(Entries for pointing and labeling)
┏━━

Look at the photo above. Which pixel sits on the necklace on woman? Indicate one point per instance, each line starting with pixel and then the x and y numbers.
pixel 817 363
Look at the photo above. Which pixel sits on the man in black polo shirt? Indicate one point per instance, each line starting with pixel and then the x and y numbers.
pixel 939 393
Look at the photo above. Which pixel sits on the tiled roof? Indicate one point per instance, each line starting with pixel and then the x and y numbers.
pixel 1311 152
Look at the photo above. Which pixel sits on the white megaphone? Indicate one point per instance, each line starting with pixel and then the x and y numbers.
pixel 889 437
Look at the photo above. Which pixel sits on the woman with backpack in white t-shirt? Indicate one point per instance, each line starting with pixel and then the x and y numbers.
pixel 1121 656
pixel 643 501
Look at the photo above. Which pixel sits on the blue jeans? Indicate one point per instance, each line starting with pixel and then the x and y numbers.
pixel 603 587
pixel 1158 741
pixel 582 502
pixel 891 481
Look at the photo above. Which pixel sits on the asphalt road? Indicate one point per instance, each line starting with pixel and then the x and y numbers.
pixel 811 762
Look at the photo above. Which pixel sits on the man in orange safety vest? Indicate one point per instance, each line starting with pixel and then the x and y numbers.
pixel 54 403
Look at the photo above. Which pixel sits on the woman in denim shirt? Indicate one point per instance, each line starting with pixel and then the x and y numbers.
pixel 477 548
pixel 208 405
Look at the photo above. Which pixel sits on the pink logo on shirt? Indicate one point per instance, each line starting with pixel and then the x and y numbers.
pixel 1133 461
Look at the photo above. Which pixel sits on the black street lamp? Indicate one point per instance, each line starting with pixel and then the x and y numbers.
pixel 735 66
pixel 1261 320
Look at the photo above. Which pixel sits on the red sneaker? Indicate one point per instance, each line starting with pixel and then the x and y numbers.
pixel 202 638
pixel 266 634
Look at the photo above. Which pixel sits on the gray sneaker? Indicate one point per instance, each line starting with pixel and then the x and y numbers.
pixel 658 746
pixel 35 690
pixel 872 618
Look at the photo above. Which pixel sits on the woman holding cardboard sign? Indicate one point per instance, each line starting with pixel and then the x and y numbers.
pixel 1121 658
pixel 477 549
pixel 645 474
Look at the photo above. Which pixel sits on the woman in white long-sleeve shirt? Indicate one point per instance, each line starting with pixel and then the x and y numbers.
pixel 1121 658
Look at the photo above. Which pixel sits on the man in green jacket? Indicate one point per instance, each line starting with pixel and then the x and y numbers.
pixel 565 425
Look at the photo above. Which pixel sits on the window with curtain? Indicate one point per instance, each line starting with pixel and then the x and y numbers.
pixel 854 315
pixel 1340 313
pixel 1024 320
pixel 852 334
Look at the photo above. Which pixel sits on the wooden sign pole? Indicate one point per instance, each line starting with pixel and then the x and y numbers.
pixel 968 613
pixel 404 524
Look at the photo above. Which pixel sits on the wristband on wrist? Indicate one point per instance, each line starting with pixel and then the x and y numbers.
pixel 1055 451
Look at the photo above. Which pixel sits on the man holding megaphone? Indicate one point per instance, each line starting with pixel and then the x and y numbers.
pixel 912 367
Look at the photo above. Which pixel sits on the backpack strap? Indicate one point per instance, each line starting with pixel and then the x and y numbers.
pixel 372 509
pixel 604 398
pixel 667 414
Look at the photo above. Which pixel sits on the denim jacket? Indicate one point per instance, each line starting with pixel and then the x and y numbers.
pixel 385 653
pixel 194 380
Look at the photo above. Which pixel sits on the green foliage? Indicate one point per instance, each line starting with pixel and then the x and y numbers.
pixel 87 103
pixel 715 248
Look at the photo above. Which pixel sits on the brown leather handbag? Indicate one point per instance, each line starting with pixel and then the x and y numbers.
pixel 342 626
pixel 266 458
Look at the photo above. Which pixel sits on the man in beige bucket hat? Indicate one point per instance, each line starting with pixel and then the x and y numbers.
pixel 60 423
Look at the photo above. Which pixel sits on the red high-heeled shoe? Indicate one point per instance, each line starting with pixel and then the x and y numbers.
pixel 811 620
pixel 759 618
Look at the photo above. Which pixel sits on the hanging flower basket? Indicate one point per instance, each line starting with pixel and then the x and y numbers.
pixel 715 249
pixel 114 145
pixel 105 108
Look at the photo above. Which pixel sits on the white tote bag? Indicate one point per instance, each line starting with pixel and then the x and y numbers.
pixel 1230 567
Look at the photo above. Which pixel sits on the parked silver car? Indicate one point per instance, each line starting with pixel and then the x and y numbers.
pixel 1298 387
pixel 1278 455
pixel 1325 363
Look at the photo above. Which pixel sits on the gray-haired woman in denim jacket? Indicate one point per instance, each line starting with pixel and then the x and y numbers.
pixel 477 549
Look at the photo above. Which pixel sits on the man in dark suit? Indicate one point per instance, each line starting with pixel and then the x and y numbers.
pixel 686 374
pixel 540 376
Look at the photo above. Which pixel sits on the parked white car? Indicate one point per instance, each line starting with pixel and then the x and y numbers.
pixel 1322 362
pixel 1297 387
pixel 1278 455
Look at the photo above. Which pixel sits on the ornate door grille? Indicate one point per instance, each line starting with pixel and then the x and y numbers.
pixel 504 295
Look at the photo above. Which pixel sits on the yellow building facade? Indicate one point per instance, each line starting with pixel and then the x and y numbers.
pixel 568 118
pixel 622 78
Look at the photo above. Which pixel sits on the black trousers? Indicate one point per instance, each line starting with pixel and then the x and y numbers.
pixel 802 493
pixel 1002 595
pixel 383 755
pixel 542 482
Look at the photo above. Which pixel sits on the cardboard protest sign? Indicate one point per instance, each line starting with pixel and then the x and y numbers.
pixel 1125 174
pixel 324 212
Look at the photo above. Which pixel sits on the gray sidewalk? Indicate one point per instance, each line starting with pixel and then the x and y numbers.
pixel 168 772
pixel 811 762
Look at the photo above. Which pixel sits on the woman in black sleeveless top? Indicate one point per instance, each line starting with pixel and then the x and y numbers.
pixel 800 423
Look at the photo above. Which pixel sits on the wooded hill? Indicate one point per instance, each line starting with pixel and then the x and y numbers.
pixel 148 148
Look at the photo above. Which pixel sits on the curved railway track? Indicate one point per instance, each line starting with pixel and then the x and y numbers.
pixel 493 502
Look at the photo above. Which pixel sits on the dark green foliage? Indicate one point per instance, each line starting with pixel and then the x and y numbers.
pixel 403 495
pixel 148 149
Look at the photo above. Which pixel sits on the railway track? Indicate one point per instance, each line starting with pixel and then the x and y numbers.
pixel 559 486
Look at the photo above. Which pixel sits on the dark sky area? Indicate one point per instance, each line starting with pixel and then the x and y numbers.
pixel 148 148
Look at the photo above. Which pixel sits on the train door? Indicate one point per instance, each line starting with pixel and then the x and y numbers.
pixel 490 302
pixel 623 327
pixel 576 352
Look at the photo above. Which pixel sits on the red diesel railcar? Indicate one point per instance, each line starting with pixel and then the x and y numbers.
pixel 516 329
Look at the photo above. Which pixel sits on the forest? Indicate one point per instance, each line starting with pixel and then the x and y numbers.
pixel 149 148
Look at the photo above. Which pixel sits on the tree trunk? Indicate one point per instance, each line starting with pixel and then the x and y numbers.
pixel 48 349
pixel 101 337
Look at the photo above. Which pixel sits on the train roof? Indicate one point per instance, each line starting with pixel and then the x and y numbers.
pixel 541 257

┗━━

### What you should do:
Rewrite all of the entries, swapping "Indicate" for "Give" each time it appears and leaving everything else as it is.

### Response to this exercise:
Look at the photo above. Which pixel sits on the necklace on woman? Give one point per instance, each line starting with pixel and then the x and y numbers.
pixel 817 363
Look at the photo above. Which pixel sits on the man in black polo shirt? Give one point per instance, each line starting with pixel and then the x and y numbers.
pixel 939 393
Look at the photo above. Which pixel sits on the tiled roof? Give one point per instance, each line starting with pixel and then the x and y numbers.
pixel 1311 152
Look at the photo above. Which pixel sits on the white megaphone? Give one point per instance, each line starting with pixel and then the x and y numbers.
pixel 889 437
Look at the photo above. Which pixel sits on the woman with backpack in white t-shirt? Give one point per instance, each line starting with pixel and then the x and y numbers.
pixel 1121 656
pixel 643 501
Look at the photo above. Which pixel sits on the blue jeans? Give one point per instance, each line starting with pixel and then the x and y numbers.
pixel 603 587
pixel 1158 741
pixel 582 502
pixel 891 481
Look at the photo above. Which pixel sits on the asphalt road? Give one point per instance, each line starting with pixel and then the x and y numbers.
pixel 811 762
Look at the photo above. Which pixel sits on the man in orange safety vest? Give one point per instance, each line starting with pixel and then the x and y numbers.
pixel 54 403
Look at the photo above. Which pixel sits on the woman in denim shirt? Give one point per instance, each line starting with pixel and then the x and y numbers.
pixel 477 548
pixel 208 405
Look at the photo above. Which pixel sits on the pink logo on shirt? Give one point per instance, each line starting with pixel and then the x and y numbers.
pixel 1133 461
Look at the photo above. Which pixel sits on the black street lamp? Give one point per instance, each line starting with pixel and then the x and y numbers.
pixel 735 66
pixel 1261 320
Look at the photo above. Which pixel sits on the red sneaker? Give one point per instance, each line starting with pixel and then the x and y numbers.
pixel 202 638
pixel 266 634
Look at the photo above. Which pixel sits on the gray sneaker? Give one point per instance, each line starting with pixel and then the x and y numbers.
pixel 658 746
pixel 35 690
pixel 872 618
Look at the photo above. Which pixel sits on the woman holding cardboard sign? Give one point per instance, each line starting with pixel and then the x and y numbers.
pixel 1121 658
pixel 477 549
pixel 645 474
Look at the photo above. Which pixel sits on the woman in white long-sleeve shirt? Give one point per instance, each line starting with pixel and then the x and y numbers.
pixel 1121 658
Look at the photo above. Which pixel sits on the man in green jacket? Give one point per instance, each line starting with pixel and then the x and y numbers.
pixel 565 425
Look at the photo above. Which pixel sits on the window with curtain? Give one point per instance, each line starting with pixel and then the x and y numbers.
pixel 854 315
pixel 1340 313
pixel 1024 320
pixel 852 334
Look at the photo above. Which pixel sits on the wooden sign pole? Give one point per instance, each line starting with pixel and then the x and y numbers.
pixel 968 613
pixel 404 524
Look at the photo above. Which pixel sits on the wristband on wrist? Give one point per instance, each line starting with pixel and then the x and y numbers.
pixel 1055 451
Look at the photo above. Which pixel sits on the man holding megaphone? Give one point per instance, each line starting with pixel and then the x and y numbers.
pixel 912 367
Look at the photo above. Which pixel sits on the backpack strap? Give one point per instance, each line starting with pixel and then the x and y numbers.
pixel 372 509
pixel 604 398
pixel 667 414
Look at the photo above. Which pixel sits on the denim jacket? Give one point per instance, each line starting with pixel and then the x and y numbers.
pixel 385 653
pixel 194 380
Look at the photo above. Which pixel sits on the green foliage? Give one point per instance, each line starting with pixel and then the x and y numbers.
pixel 87 103
pixel 715 248
Look at the photo above. Which pixel sits on the brown leather handbag? Give one point per instance, each line starting with pixel and then the x and y numbers.
pixel 342 626
pixel 266 458
Look at the photo above. Which pixel sits on the man in beige bucket hat? Give one point per instance, each line starting with pixel and then the x and y numbers.
pixel 60 423
Look at the photo above. Which pixel sits on the red high-heeled shoe? Give one point per instance, each line starting with pixel and then the x and y numbers.
pixel 811 620
pixel 759 618
Look at the photo above. Which pixel sits on the hanging flower basket? Give one point per instance, each line starting with pixel and then the x and y numbers.
pixel 715 249
pixel 114 145
pixel 105 108
Look at the photo above. Which pixel sits on the white tote bag? Give one point per instance, each line starting with pixel and then the x and y numbers.
pixel 1230 567
Look at the photo above. Which pixel sits on the parked silver car? Give one point per instance, each line starting with pixel and then the x and y numbers.
pixel 1298 387
pixel 1278 455
pixel 1325 363
Look at the photo above. Which pixel sits on the gray-haired woman in denim jacket? Give one point per instance, each line starting with pixel and then the x and y numbers.
pixel 477 549
Look at the photo above. Which pixel sits on the man in dark suit? Give one point per instance, each line starting with pixel and then the x and y numbers.
pixel 686 374
pixel 540 376
Look at the photo above. Which pixel sits on the parked white car? Give one point per instance, each line starting with pixel and then the x and y numbers.
pixel 1322 362
pixel 1297 387
pixel 1278 455
Look at the photo above. Which pixel sits on the ornate door grille? Give one point per instance, each line starting with pixel and then the x and y numbers.
pixel 504 295
Look at the photo above. Which pixel sits on the yellow building facade? Give one point per instance, each line starting with pixel and then the x and y numbers.
pixel 568 118
pixel 622 78
Look at the photo above. Which pixel sits on the black trousers? Give one point per instance, each line starting with pixel and then the x and y numbers.
pixel 802 493
pixel 1002 595
pixel 383 755
pixel 542 482
Look at the photo above. Which pixel sits on the cardboard protest sign? Give one point per instance, each line starting with pixel and then the x and y numbers.
pixel 1125 174
pixel 324 212
Look at the photo above. Which pixel sits on the gray sidewalk? Give one point per instance, each line starting with pixel and then the x and y numbers.
pixel 168 772
pixel 811 762
Look at the photo above. Which pixel sits on the woman in black sleeveless top? Give one point per instance, each line starting with pixel and then the x and y numbers.
pixel 800 423
Look at the photo above. Which pixel sits on the wooded hill? Give one point per instance, each line starting with pixel and then the x and y numbers.
pixel 148 148
Look at the photo above. Which pixel sits on the curved railway track? Give one point per instance, each line starting with pixel and then the x and y numbers.
pixel 493 502
Look at the photo above. Which pixel sits on the dark green foliage? Give one point per instance, each line starting with pixel and then the x and y numbers.
pixel 403 495
pixel 148 149
Look at the photo above. Which pixel sits on the railway track? Give one point per instance, each line starting with pixel and then the x and y numbers.
pixel 559 486
Look at the photo above. Which pixel sits on the dark sky area? Give one point per instance, each line starting with pixel and then the x and y numbers.
pixel 148 148
Look at the photo above. Which pixel sits on the train door? Give one point per instance, each line starting with pixel and then the x and y numbers.
pixel 490 302
pixel 623 327
pixel 576 352
Look at the photo above. Which pixel sits on the red diesel railcar? Give one point per instance, each line starting with pixel and then the x and y numbers.
pixel 516 329
Look at the photo above. Which pixel sits on the forest? Give one point per instance, each line starting with pixel and then the x and y numbers.
pixel 149 148
Look at the photo above. Which pixel sits on the tree trunk? Give one point per instance, each line starting with pixel and then the x and y numbers.
pixel 48 349
pixel 101 337
Look at the photo above. Which pixel sits on the train roof? Give one point per instance, each line starting with pixel and then the x and y numbers.
pixel 541 257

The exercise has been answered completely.